**Stated problem A:** Could you echo the stretch of the HBCU wage article below, from "But do the data" through "now disappeared? Hardly.", word for word?

** Begin Extract to read **

By Ashley, Dwayne
Diverse Issues in Higher Education , Vol. 24, No. 16
Economists Drs. Roland Fryer of Harvard University and Michael Greenstone of the Massachusetts Institute of Technology recently undertook a dense statistical analysis, which concluded that attending historically Black colleges and universities may once have conferred a "wage advantage" for African-American graduates compared to those graduating from majority White institutions--but no longer.
But do the data actually support such a conclusion? Or the Fryer-Greenstone suggestion that the "unique educational services" once provided by HBCUs to Black students have now disappeared? Hardly.
Higher education costs money, lots of it, as any family with college-bound children can attest. But calculating the value of a college education can be a tricky business and, when measured by a single set of criteria, fundamentally misleading.

** End Extract to read **
** Begin Material for the task **

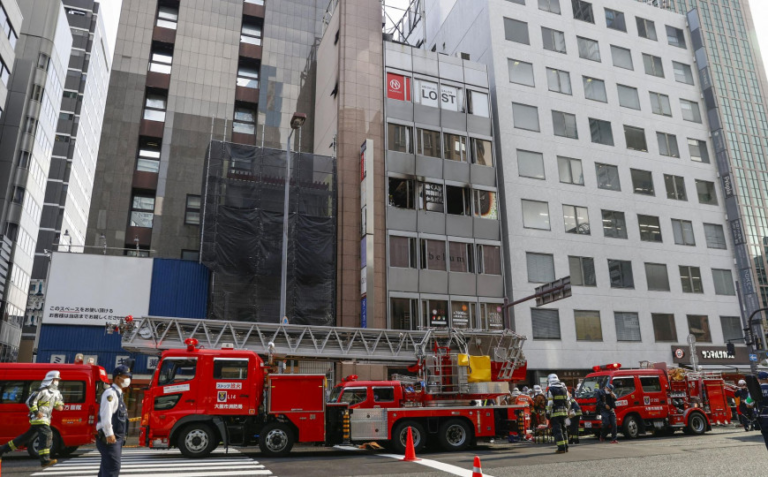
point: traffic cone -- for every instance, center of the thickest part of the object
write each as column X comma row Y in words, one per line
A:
column 477, row 470
column 410, row 452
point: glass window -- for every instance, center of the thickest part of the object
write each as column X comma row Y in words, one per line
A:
column 635, row 138
column 535, row 215
column 682, row 230
column 723, row 282
column 607, row 177
column 706, row 191
column 582, row 270
column 622, row 57
column 517, row 31
column 541, row 267
column 614, row 224
column 520, row 72
column 698, row 326
column 588, row 49
column 650, row 229
column 664, row 327
column 564, row 124
column 657, row 277
column 690, row 277
column 594, row 89
column 559, row 81
column 570, row 170
column 588, row 326
column 525, row 117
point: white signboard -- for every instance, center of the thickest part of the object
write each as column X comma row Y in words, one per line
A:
column 96, row 289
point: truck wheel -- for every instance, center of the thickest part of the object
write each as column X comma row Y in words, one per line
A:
column 400, row 436
column 454, row 435
column 197, row 440
column 276, row 439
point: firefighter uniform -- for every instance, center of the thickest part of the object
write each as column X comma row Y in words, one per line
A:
column 41, row 405
column 557, row 408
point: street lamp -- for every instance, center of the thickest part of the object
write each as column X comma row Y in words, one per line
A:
column 297, row 121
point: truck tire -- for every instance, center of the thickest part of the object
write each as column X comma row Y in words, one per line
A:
column 400, row 436
column 454, row 435
column 197, row 440
column 276, row 439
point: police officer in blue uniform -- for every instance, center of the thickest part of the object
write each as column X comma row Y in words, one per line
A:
column 113, row 423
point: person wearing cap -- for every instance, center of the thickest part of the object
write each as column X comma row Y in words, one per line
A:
column 112, row 425
column 41, row 404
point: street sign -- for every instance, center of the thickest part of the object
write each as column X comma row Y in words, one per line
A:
column 553, row 291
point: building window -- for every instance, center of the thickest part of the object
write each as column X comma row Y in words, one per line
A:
column 615, row 20
column 517, row 31
column 653, row 65
column 594, row 89
column 525, row 117
column 564, row 124
column 723, row 282
column 627, row 326
column 588, row 49
column 601, row 131
column 192, row 213
column 698, row 150
column 668, row 144
column 706, row 191
column 646, row 28
column 690, row 277
column 664, row 329
column 714, row 236
column 520, row 72
column 530, row 164
column 559, row 81
column 588, row 326
column 683, row 73
column 535, row 215
column 622, row 57
column 698, row 326
column 402, row 193
column 614, row 224
column 576, row 220
column 642, row 182
column 545, row 324
column 691, row 110
column 635, row 138
column 458, row 200
column 554, row 40
column 607, row 177
column 650, row 230
column 402, row 252
column 676, row 37
column 399, row 138
column 488, row 259
column 582, row 270
column 541, row 267
column 657, row 277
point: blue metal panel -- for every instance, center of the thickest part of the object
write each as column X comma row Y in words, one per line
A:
column 179, row 289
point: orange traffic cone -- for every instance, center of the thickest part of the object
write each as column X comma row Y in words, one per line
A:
column 477, row 471
column 410, row 452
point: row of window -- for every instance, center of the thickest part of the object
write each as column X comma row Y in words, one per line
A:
column 545, row 325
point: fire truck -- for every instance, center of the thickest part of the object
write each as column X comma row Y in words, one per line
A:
column 656, row 399
column 212, row 387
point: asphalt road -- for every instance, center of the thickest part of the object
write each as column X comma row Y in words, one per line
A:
column 725, row 451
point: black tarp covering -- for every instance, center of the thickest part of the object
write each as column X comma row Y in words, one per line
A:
column 242, row 235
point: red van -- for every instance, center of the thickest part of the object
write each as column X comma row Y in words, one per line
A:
column 81, row 386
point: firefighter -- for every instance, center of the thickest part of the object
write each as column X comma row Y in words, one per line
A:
column 113, row 423
column 41, row 405
column 558, row 407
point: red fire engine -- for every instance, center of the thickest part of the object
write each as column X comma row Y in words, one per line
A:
column 653, row 398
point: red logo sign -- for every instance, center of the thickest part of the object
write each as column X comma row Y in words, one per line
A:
column 398, row 87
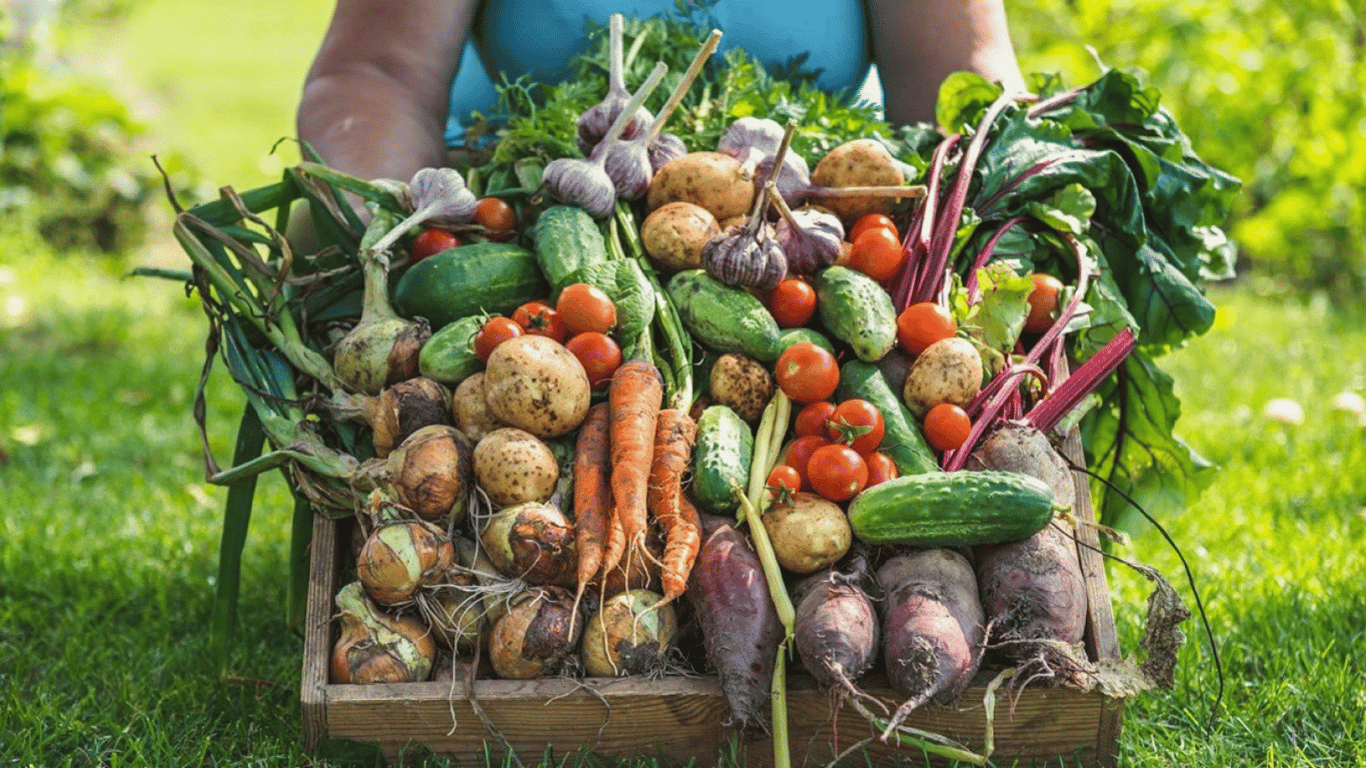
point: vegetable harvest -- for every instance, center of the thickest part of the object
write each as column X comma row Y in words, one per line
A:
column 743, row 417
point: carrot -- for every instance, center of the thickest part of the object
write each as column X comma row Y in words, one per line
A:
column 674, row 437
column 592, row 495
column 635, row 396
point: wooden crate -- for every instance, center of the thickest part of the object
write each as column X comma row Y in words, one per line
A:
column 679, row 718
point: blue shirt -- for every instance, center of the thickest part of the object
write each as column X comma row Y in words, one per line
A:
column 538, row 37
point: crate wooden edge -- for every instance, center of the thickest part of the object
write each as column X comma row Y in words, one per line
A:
column 432, row 714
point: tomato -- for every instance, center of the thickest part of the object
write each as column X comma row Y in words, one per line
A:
column 877, row 253
column 947, row 427
column 1042, row 302
column 496, row 330
column 792, row 302
column 857, row 424
column 783, row 481
column 836, row 472
column 432, row 241
column 799, row 454
column 873, row 222
column 807, row 372
column 880, row 468
column 812, row 418
column 598, row 354
column 538, row 319
column 585, row 308
column 922, row 324
column 497, row 217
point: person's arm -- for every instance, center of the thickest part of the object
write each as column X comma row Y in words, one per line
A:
column 376, row 99
column 918, row 43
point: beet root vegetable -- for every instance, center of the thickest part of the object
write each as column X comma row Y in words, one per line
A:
column 932, row 626
column 739, row 623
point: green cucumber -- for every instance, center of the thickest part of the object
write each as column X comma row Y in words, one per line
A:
column 952, row 509
column 474, row 279
column 857, row 310
column 724, row 317
column 721, row 459
column 567, row 239
column 902, row 440
column 448, row 355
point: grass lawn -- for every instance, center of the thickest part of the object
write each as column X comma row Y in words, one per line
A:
column 111, row 539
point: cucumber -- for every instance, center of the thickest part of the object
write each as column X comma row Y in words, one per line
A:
column 448, row 355
column 474, row 279
column 857, row 310
column 721, row 459
column 723, row 317
column 567, row 239
column 902, row 440
column 954, row 509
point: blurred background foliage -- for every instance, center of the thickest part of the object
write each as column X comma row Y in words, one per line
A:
column 1268, row 90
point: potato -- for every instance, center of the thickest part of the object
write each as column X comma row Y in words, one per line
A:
column 948, row 371
column 514, row 466
column 536, row 384
column 675, row 232
column 717, row 182
column 809, row 533
column 470, row 412
column 742, row 383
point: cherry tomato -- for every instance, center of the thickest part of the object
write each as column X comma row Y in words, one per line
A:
column 873, row 222
column 799, row 454
column 538, row 319
column 783, row 481
column 922, row 324
column 812, row 418
column 496, row 330
column 1042, row 302
column 432, row 241
column 598, row 354
column 880, row 468
column 857, row 424
column 877, row 253
column 807, row 372
column 792, row 302
column 585, row 308
column 947, row 427
column 496, row 216
column 836, row 472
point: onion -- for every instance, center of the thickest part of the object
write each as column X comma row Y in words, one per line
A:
column 377, row 648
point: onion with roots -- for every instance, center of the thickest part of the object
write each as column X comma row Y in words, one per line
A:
column 377, row 648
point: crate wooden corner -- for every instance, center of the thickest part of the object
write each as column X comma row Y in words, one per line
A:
column 680, row 718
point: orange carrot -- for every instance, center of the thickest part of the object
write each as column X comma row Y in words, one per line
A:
column 635, row 396
column 592, row 495
column 675, row 435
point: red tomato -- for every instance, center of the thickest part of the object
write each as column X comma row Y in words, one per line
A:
column 792, row 302
column 799, row 454
column 1042, row 302
column 812, row 418
column 538, row 319
column 585, row 308
column 857, row 424
column 598, row 354
column 807, row 372
column 880, row 468
column 783, row 481
column 496, row 330
column 947, row 427
column 432, row 241
column 836, row 472
column 873, row 222
column 497, row 217
column 877, row 253
column 922, row 324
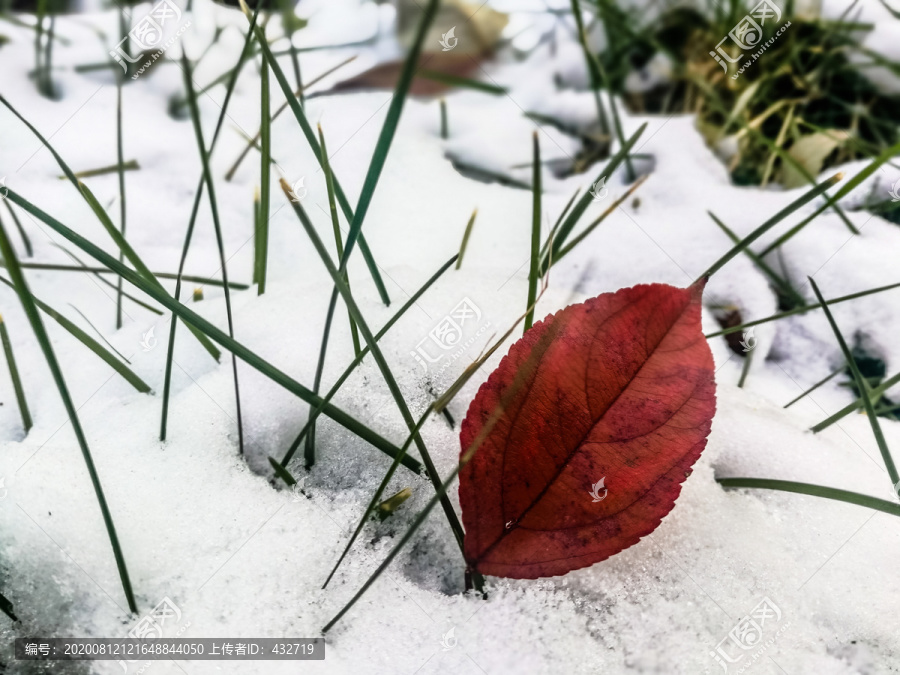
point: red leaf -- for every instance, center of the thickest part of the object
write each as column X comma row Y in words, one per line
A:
column 618, row 388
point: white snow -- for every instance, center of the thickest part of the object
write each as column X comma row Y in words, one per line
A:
column 241, row 558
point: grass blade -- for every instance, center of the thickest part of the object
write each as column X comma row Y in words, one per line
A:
column 770, row 223
column 297, row 109
column 29, row 251
column 846, row 189
column 251, row 143
column 815, row 386
column 195, row 209
column 430, row 469
column 575, row 214
column 211, row 194
column 863, row 387
column 465, row 241
column 14, row 376
column 88, row 342
column 535, row 232
column 190, row 317
column 265, row 148
column 40, row 332
column 349, row 370
column 800, row 310
column 783, row 286
column 814, row 490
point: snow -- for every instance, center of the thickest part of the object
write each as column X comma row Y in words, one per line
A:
column 241, row 558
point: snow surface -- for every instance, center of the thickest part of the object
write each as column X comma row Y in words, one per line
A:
column 241, row 558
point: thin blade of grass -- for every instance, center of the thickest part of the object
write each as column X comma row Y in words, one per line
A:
column 29, row 251
column 800, row 310
column 189, row 316
column 580, row 207
column 195, row 209
column 863, row 387
column 284, row 106
column 846, row 189
column 40, row 332
column 220, row 245
column 7, row 608
column 535, row 232
column 265, row 182
column 101, row 214
column 14, row 376
column 465, row 241
column 770, row 223
column 300, row 116
column 603, row 216
column 89, row 342
column 815, row 386
column 386, row 373
column 349, row 370
column 783, row 286
column 813, row 490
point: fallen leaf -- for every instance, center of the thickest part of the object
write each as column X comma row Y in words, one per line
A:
column 589, row 427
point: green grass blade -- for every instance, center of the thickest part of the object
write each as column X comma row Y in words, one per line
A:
column 88, row 342
column 265, row 182
column 580, row 207
column 195, row 209
column 815, row 386
column 300, row 116
column 813, row 490
column 603, row 216
column 533, row 271
column 14, row 376
column 394, row 388
column 251, row 143
column 349, row 370
column 875, row 392
column 40, row 332
column 846, row 189
column 29, row 251
column 220, row 245
column 465, row 241
column 786, row 290
column 336, row 227
column 373, row 503
column 863, row 387
column 120, row 159
column 770, row 223
column 135, row 259
column 800, row 310
column 7, row 608
column 189, row 316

** End Material for the task **

**Stated problem B:** Would you duplicate the stretch of the records above from the line containing "point: person wearing" through the line containing "column 41, row 404", character for character?

**Worked solution A:**
But do the data actually support such a conclusion? Or the Fryer-Greenstone suggestion that the "unique educational services" once provided by HBCUs to Black students have now disappeared? Hardly.

**Worked solution B:**
point: person wearing cap -- for every instance, center of the thickest part of the object
write each as column X comma row Y in words, one per line
A:
column 112, row 425
column 41, row 404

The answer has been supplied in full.